De acordo com a analogia do ser e com a fé, as verdades reveladas da fé nunca podem contradizer a razão natural, mas podem (e de fato o fazem) chocar com seu uso ideológico. Não há a priori novos conhecimentos científicos (sempre falíveis em princípio) capazes de invalidar as verdades da revelação sobrenatural e da lei moral natural (sempre infalíveis em sua natureza interna). O Papa, portanto, não pode nem satisfazer nem decepcionar as esperanças de mudança nas doutrinas reveladas da fé, porque “este ofício de ensinar não está acima das palavra de Deus, senão que a serve, ensinando unicamente o que foi transmitido” (Dei Verbum, 10).
A única e eterna parábola de nossa relação com Deus sempre será o Verbo feito carne, pleno de graça e verdade (Jo 1, 14-18). Frente ao delírio de superioridade intelectual dos gnósticos antigos e modernos, com sua crença na auto-criação e autorredenção do homem, a Igreja afirma que a pessoa de Jesus Cristo é a verdade plena de Deus, uma “novidade” insuperável para todos os homens (Contra as Heresias, Livro IV, 34, 1). Porque: “Em nenhum outro há salvação, porque debaixo do céu não há nenhum outro nome dado aos homens pelo qual devamos ser salvos” (At 4, 12).
3. Em relação à unidade da Igreja em Cristo
É um pecado contra o Espírito Santo entregar a unidade da Igreja no ensinamento da fé à arbitrariedade e ignorância das conferências episcopais locais (que supostamente desenvolvem doutrinas em ritmos diferentes) sob o pretexto de uma dita descentralização. Irineu de Lyon afirma contra os gnósticos: “Embora dispersa por todo o mundo, inclusive até os confins da terra, […] a Igreja Católica possui uma mesma fé em todo o mundo” (Contra as heresias, Livro I, 10, 1-3).

══════

EXERCÍCIO 1:
Indique se cada afirmação abaixo está de acordo com o texto, respondendo sim ou não e citando as palavras decisivas do texto. (a) Novos conhecimentos científicos podem invalidar as verdades da revelação sobrenatural. (b) A Igreja afirma que a pessoa de Jesus Cristo é a verdade plena de Deus. (c) Irineu de Lyon é citado afirmando que a Igreja Católica possui uma mesma fé em todo o mundo.
EXERCÍCIO 2:
Extraia do texto, sem nenhuma alteração, o trecho que se inicia nas palavras que contêm "3. Em relação" e se encerra em "I, 10, 1-3).".

REGISTROS FORNECIDOS:
══════

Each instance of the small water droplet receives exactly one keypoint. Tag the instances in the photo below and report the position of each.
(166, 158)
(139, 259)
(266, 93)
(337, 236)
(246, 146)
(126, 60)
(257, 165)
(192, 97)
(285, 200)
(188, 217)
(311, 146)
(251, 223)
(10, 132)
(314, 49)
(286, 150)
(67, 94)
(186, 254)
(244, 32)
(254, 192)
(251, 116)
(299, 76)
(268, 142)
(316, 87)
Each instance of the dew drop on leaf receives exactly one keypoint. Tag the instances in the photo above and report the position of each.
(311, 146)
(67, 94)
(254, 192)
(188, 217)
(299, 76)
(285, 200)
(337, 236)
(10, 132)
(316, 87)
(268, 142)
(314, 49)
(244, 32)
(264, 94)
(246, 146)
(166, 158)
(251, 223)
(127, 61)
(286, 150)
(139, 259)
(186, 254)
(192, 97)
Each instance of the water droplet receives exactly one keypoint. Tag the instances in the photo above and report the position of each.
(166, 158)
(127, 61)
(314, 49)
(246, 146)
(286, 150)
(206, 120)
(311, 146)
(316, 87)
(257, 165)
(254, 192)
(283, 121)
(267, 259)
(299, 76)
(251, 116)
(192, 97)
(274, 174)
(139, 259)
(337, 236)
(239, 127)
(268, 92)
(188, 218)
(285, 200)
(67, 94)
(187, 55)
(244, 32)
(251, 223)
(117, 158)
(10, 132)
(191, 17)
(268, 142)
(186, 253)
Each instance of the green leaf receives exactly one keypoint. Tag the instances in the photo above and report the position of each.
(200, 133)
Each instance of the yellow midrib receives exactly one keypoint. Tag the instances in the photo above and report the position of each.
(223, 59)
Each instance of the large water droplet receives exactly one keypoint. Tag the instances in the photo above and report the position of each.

══════

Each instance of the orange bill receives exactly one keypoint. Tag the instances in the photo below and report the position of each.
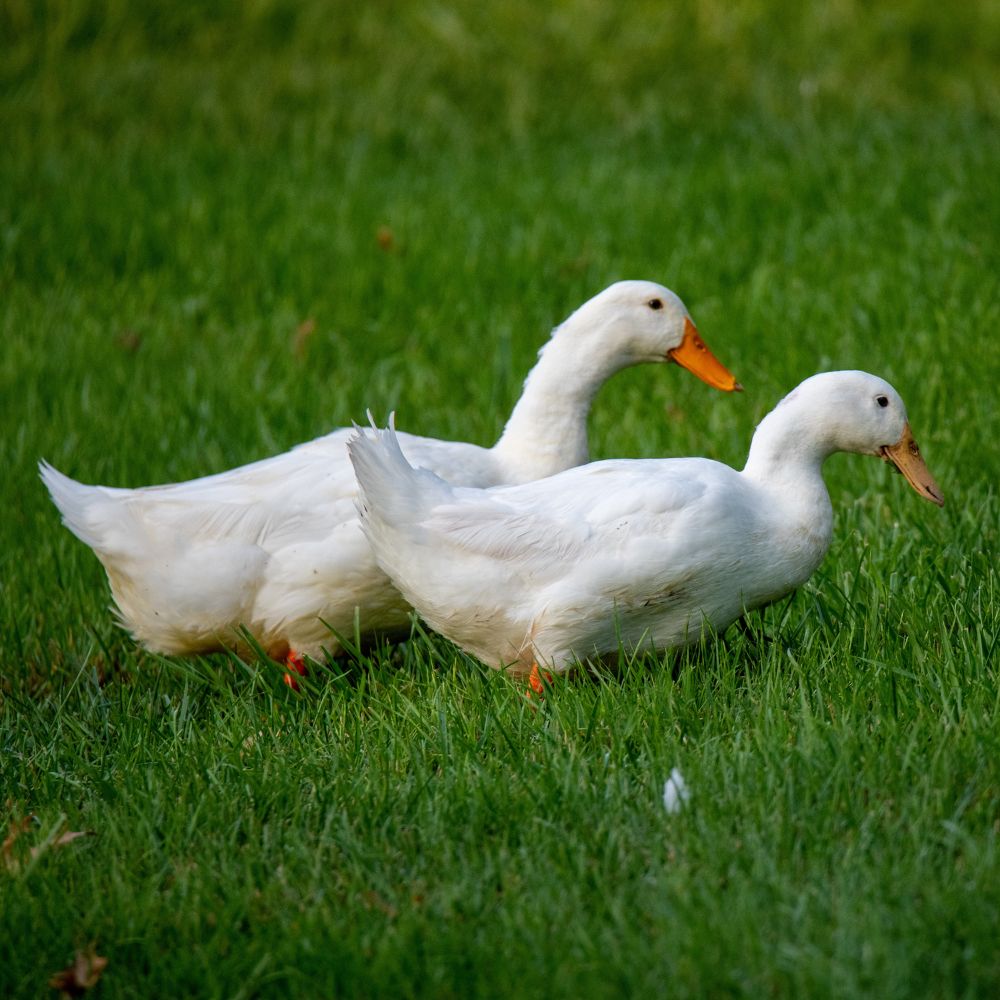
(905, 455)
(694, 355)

══════

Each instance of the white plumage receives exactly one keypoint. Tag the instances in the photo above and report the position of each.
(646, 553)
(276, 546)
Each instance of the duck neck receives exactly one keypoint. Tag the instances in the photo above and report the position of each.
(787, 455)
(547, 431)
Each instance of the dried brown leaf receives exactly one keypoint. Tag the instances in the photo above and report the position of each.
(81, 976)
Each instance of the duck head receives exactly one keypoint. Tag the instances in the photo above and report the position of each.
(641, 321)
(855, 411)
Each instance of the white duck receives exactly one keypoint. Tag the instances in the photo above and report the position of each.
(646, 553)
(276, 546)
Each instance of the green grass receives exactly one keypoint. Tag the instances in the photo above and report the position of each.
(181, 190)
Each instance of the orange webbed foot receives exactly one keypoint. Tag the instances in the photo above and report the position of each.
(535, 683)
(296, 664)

══════

RESPOSTA CORRETA 1:
(a) Não: “Não há a priori novos conhecimentos científicos (sempre falíveis em princípio) capazes de invalidar as verdades da revelação sobrenatural e da lei moral natural”.
(b) Sim: “a Igreja afirma que a pessoa de Jesus Cristo é a verdade plena de Deus”.
(c) Sim: “a Igreja Católica possui uma mesma fé em todo o mundo”.

RESPOSTA CORRETA 2:
3. Em relação à unidade da Igreja em Cristo
É um pecado contra o Espírito Santo entregar a unidade da Igreja no ensinamento da fé à arbitrariedade e ignorância das conferências episcopais locais (que supostamente desenvolvem doutrinas em ritmos diferentes) sob o pretexto de uma dita descentralização. Irineu de Lyon afirma contra os gnósticos: “Embora dispersa por todo o mundo, inclusive até os confins da terra, […] a Igreja Católica possui uma mesma fé em todo o mundo” (Contra as heresias, Livro I, 10, 1-3).